▸ Task 1
Reproduce this stretch of the listing below word for word, starting with the line that contains "One point belongs on each instance of the exposed" and going on through the end of the listing. Include nothing else.

□ □ □

Saturday, September 11, 2010

Gound Zero

Last night I watched a DVD – “Ground Zero” (from my local library).
Although today is 11 September, the movie is not about 9/11’s ground zero, but it's about the Atomic testing at Maralinga, in the Australian desert in the 1950s & 60s.
Though this is a fiction story, it is based on fact surrounding the cover up by the British and Australian Governments.

It’s a powerful conspiracy movie and is very well acted (stars Colin Friels, Jack Thompson and Donald Pleasence).
But for me the most powerful message was in the captions which rolled at the end. Here is what was written:

1) At the time of the testing Aborigines were not included in the Australian census. At that time they were classed with livestock like emus and kangaroos.

2) The Maralinga site at Ground Zero will take 25,000 years to return to normal.
Is it surprising that the first land the Australian government returned to the Aborigines was at Maralinga!!!

Have a good day,

Pic: Parts of Tasmnaia are truly desolate. Despite this, in the early days the Colonial Government did all it could to remove (experminate) all of the indigenous population.

Thursday, September 09, 2010

The scars of racism - a true story

My name is -----, and I am of mixed race, Tasmanian Aboriginal, and Anglo-Saxon. I carry the guilt of one side along with the suffering of the other, with the scars caused by the racism visited on my family and myself by both.

I grew up in a small town, where my grandparents lived; my mum’s parents. Dad’s mum lived about an hour away, and she was disapproving to say the least, of mum, and of us.

□ □ □

▸ Task 2
Write out the blog post again, starting with "The scars of" and going on through "mum, and of us.", with "small town" switched to "country town".

▸ Listed entries
□ □ □

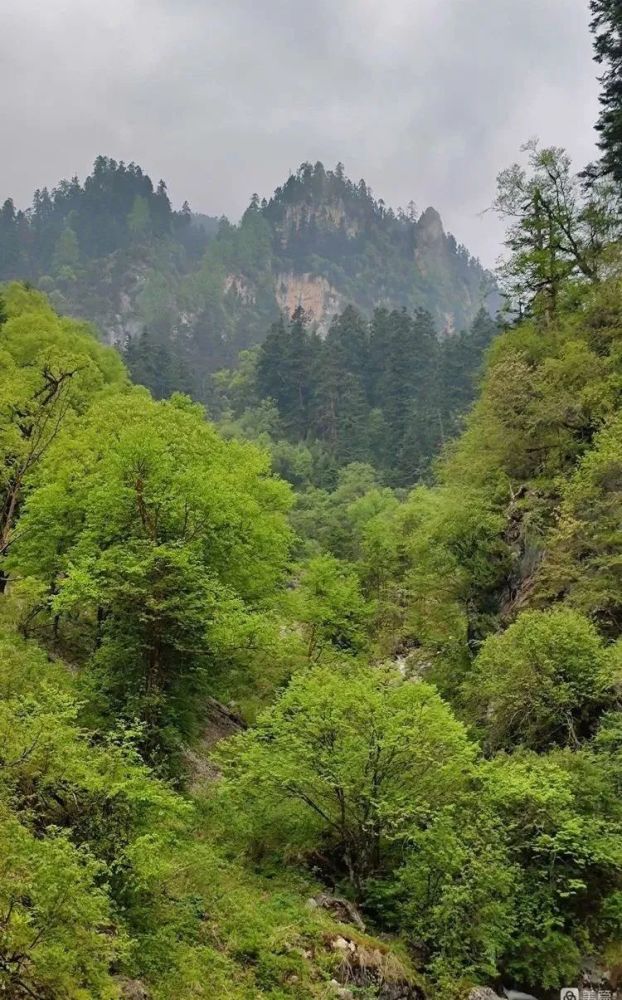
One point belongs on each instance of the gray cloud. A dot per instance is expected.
(426, 99)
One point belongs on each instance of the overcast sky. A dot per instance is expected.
(425, 99)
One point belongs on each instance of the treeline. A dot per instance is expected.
(116, 206)
(384, 391)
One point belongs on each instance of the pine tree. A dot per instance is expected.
(606, 25)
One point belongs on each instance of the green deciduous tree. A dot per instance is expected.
(543, 682)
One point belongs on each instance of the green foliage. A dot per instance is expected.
(345, 761)
(330, 607)
(556, 233)
(158, 544)
(543, 682)
(606, 25)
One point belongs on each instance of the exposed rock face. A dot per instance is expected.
(365, 965)
(133, 989)
(220, 723)
(342, 909)
(240, 286)
(315, 295)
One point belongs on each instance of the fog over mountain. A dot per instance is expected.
(427, 101)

□ □ □

▸ Worked answer 1
One point belongs on each instance of the exposed rock face. A dot per instance is expected.
(365, 965)
(133, 989)
(220, 723)
(342, 909)
(240, 286)
(315, 295)
One point belongs on each instance of the fog over mountain. A dot per instance is expected.
(427, 101)

▸ Worked answer 2
The scars of racism - a true story

My name is -----, and I am of mixed race, Tasmanian Aboriginal, and Anglo-Saxon. I carry the guilt of one side along with the suffering of the other, with the scars caused by the racism visited on my family and myself by both.

I grew up in a country town, where my grandparents lived; my mum’s parents. Dad’s mum lived about an hour away, and she was disapproving to say the least, of mum, and of us.